En 1997, Herbert Muschamp escribió en
su columna del New York Times: “si uno quiere observar el corazón del arte en
los Estados Unidos hoy, necesitará un pasaporte, hacer maletas y dirigirse a
una pequeña y anticuada ciudad al noroeste de España: Bilbao.” Muschamp
escribía, por supuesto, a propósito del Museo Guggenheim que ese año se
inauguró en aquella ciudad y que afirmó era la obra maestra de Frank Gehry.
Un edificio singular para una
institución de gran prestigio, con una importante colección de arte y un
reconocido programa cultural, bastó para colocar a Bilbao, ya lo
sabemos, en los mapas cultural y turístico del mundo. En el 2015, Rafael Moreno
Valle, Gobernador del estado de Puebla, en México, citó ese caso como un
“ejemplo que nos muestra lo que es posible cuando hay visión y proyección
cultural.” No se trataba realmente de un elogio a la ciudad vasca, sino de una
poco discreta afirmación sobre su propia gestión y la obra que presumía y
presume como su gran proyecto cultural: el Museo Internacional del Barroco. Si
la comparación entre el Guggenheim de Bilbao y el MIB hubiera tenido sentido,
hoy podríamos decir, parafraseando a Muschamp, que para ver y entender el
barroco en el mundo, hoy, haría falta un viaje a la ciudad de Puebla para
conocer el nuevo museo. Nada menos cierto.
Bilbao es pequeña junto a Puebla. Al
Guggenheim de Gehry, aunque al borde de la ciudad, se puede llegar andando
desde el centro. Al lado de la Ría del Nervión, el emplazamiento del museo
sirvió para generar una nueva condición en esa zona de la ciudad, abriéndose a
un paisaje industrial en deterioro que, a la larga, ayudaría a renovar. En
Puebla, el Museo Internacional del Barroco se encuentra en la Vía Atlixcayotl,
una carretera que va a Atlixco, muy cerca del cruce con otra gran avenida y al
lado de un campus de una universidad privada, cerrada al paso del público.
Parece poco probable que alguien llegue a estos lugares caminando desde el
centro de la ciudad. La relación con su emplazamiento es más la que vemos en un
centro comercial o de convenciones de periferias, sin el objetivo —y acaso ni
las posibilidades— de resolver su aislamiento urbano mejorando su entorno.

= = = = = = =

• **El problema**:
Cita del texto sobre los museos de Bilbao y Puebla todo lo que va desde "Bilbao es pequeña" hasta "paso del público.". Las líneas no tienen ninguna relación con esto.

• **Datos brutos**:
= = = = = = =

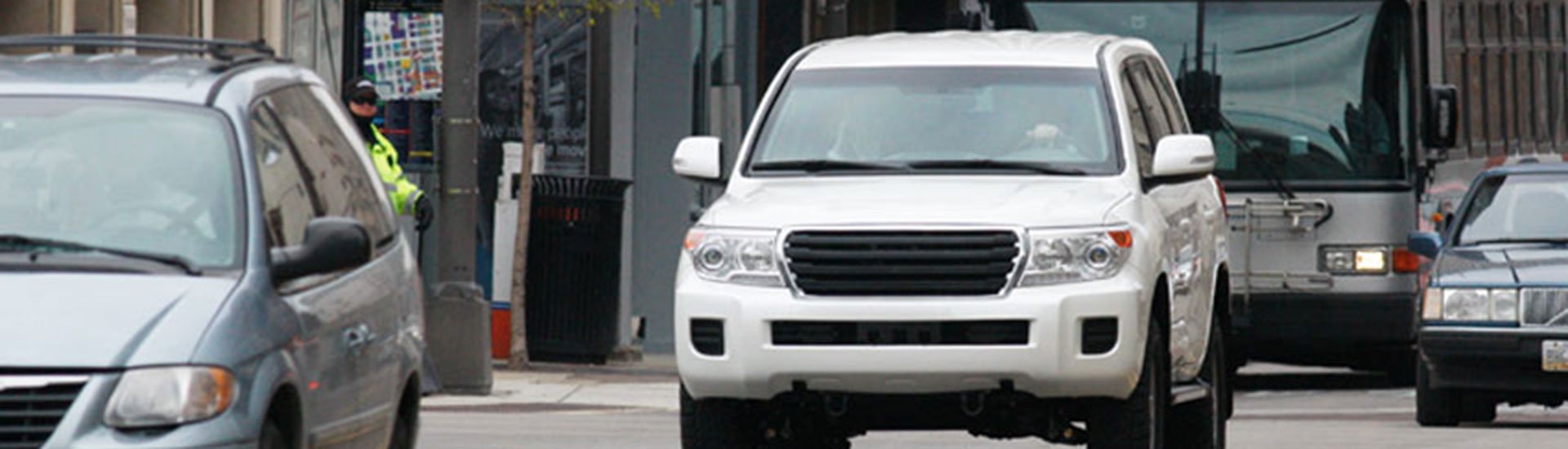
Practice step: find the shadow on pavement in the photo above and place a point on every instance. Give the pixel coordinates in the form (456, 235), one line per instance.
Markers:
(1314, 380)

= = = = = = =

• **Problema resuelto**:
Bilbao es pequeña junto a Puebla. Al
Guggenheim de Gehry, aunque al borde de la ciudad, se puede llegar andando
desde el centro. Al lado de la Ría del Nervión, el emplazamiento del museo
sirvió para generar una nueva condición en esa zona de la ciudad, abriéndose a
un paisaje industrial en deterioro que, a la larga, ayudaría a renovar. En
Puebla, el Museo Internacional del Barroco se encuentra en la Vía Atlixcayotl,
una carretera que va a Atlixco, muy cerca del cruce con otra gran avenida y al
lado de un campus de una universidad privada, cerrada al paso del público.